Write out the passage of the article on the 33 Gough St. site exactly as it appears, everything from "The City College-owned" down to "in the Tenderloin.".

* _EXCERPTED PASSAGE_:
◆ ◆ ◆ ◆

Bay Area/ San Francisco/ Real Estate & Development
Published on August 28, 2020
Nixing navigation center plans, city considers 33 Gough St. for safe sleeping siteImage via Google

This week, the city's COVID Command Center and Department of Homelessness and Supportive Housing announced a change of plans for a proposed homeless navigation center at 33 Gough St. 

The City College-owned property is eventually set to become a 100% affordable housing development. But with construction still years away, the Board of Supervisors approved it as a navigation center in March, with space for 200 people. 

Now, the city departments responsible for the site have made the unilateral decision to nix the navigation center, and are instead "exploring utilizing 33 Gough as a potential Safe Sleep Site," a spokesperson said.

The decision, announced to area residents in a letter earlier this week, was made because the Mayor's new budget has plans for two other navigation centers — one in the Bayview and one for transitional-age youth (18-24 years old) at 888 Post St. in the Tenderloin.

With the planned navigation center's lease only set to run for three years, building it now is less practical than immediately using the site for a tent village — though that's still only a "potential" plan, the city said.

Tom Temprano, legislative aide to District 8 Supervisor Rafael Mandelman, said that his office wasn't involved in the decision. In fact, he confessed, they've been kept almost entirely in the dark.

◆ ◆ ◆ ◆

Stored data entries
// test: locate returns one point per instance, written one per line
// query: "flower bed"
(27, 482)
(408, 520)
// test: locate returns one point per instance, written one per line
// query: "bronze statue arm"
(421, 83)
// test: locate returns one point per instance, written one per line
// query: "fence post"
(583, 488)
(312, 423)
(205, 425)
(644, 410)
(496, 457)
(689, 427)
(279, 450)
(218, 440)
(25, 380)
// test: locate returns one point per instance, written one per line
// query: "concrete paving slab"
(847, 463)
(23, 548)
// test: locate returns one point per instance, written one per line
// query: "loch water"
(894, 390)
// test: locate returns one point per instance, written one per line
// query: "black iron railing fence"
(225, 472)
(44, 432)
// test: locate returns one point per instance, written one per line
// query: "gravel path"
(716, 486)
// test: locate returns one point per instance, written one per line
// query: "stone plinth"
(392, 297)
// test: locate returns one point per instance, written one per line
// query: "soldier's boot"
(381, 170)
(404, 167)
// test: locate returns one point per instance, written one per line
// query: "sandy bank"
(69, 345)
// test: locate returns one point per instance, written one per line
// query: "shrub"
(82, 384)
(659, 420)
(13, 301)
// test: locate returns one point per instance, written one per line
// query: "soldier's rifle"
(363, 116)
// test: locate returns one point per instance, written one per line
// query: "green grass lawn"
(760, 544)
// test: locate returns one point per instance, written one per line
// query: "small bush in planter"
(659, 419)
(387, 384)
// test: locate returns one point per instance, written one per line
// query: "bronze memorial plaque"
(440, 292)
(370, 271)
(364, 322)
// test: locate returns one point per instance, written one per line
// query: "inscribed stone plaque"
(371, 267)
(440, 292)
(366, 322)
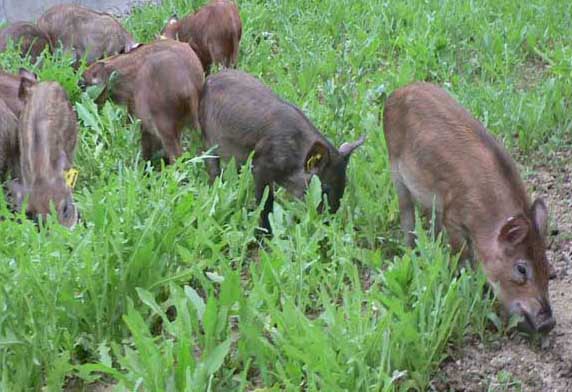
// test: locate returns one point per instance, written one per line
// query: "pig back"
(48, 127)
(85, 31)
(437, 148)
(238, 112)
(29, 36)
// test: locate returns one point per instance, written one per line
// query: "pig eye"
(520, 273)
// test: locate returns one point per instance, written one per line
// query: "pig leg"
(150, 144)
(458, 241)
(170, 136)
(213, 168)
(261, 181)
(406, 212)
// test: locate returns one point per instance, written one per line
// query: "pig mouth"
(530, 324)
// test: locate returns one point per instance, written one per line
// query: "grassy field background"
(332, 302)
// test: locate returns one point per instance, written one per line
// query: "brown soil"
(515, 363)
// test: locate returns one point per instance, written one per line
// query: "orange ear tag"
(71, 176)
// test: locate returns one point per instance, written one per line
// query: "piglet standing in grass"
(85, 32)
(240, 115)
(443, 158)
(47, 139)
(160, 83)
(213, 32)
(27, 36)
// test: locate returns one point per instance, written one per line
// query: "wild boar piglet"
(214, 33)
(47, 139)
(443, 158)
(29, 37)
(85, 32)
(240, 115)
(160, 83)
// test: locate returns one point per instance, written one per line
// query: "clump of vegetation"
(166, 287)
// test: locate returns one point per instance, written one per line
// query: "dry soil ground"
(514, 363)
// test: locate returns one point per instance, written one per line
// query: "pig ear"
(132, 46)
(27, 80)
(346, 149)
(63, 163)
(514, 230)
(317, 158)
(18, 193)
(539, 213)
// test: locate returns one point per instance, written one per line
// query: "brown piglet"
(85, 32)
(47, 139)
(160, 83)
(214, 33)
(29, 37)
(241, 115)
(444, 159)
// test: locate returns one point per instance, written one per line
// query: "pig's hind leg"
(150, 144)
(170, 135)
(406, 211)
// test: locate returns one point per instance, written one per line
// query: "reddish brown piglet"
(161, 84)
(240, 115)
(443, 158)
(85, 32)
(30, 38)
(213, 32)
(47, 139)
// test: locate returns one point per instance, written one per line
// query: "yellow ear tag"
(313, 161)
(71, 177)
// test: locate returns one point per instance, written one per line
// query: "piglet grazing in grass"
(47, 139)
(443, 158)
(213, 32)
(27, 36)
(85, 32)
(160, 83)
(240, 115)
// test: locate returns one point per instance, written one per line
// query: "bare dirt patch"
(515, 363)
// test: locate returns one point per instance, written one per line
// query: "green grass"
(331, 302)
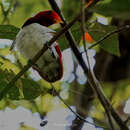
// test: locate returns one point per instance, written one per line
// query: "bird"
(33, 35)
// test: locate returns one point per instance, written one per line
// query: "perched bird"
(33, 36)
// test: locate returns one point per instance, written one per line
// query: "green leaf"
(111, 44)
(31, 89)
(116, 8)
(8, 32)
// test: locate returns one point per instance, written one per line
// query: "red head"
(45, 18)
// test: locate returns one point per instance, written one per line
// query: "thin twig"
(94, 83)
(76, 114)
(124, 28)
(36, 57)
(83, 30)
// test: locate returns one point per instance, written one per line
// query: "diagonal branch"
(91, 76)
(36, 57)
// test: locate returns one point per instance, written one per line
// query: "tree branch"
(36, 57)
(124, 28)
(91, 76)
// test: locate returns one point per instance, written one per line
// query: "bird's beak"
(58, 20)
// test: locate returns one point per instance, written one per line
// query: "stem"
(91, 76)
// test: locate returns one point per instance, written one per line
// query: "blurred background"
(31, 100)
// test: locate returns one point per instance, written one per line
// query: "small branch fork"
(83, 30)
(91, 77)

◆ ◆ ◆ ◆

* _SOLVED EXERCISE_:
The City College-owned property is eventually set to become a 100% affordable housing development. But with construction still years away, the Board of Supervisors approved it as a navigation center in March, with space for 200 people. 

Now, the city departments responsible for the site have made the unilateral decision to nix the navigation center, and are instead "exploring utilizing 33 Gough as a potential Safe Sleep Site," a spokesperson said.

The decision, announced to area residents in a letter earlier this week, was made because the Mayor's new budget has plans for two other navigation centers — one in the Bayview and one for transitional-age youth (18-24 years old) at 888 Post St. in the Tenderloin.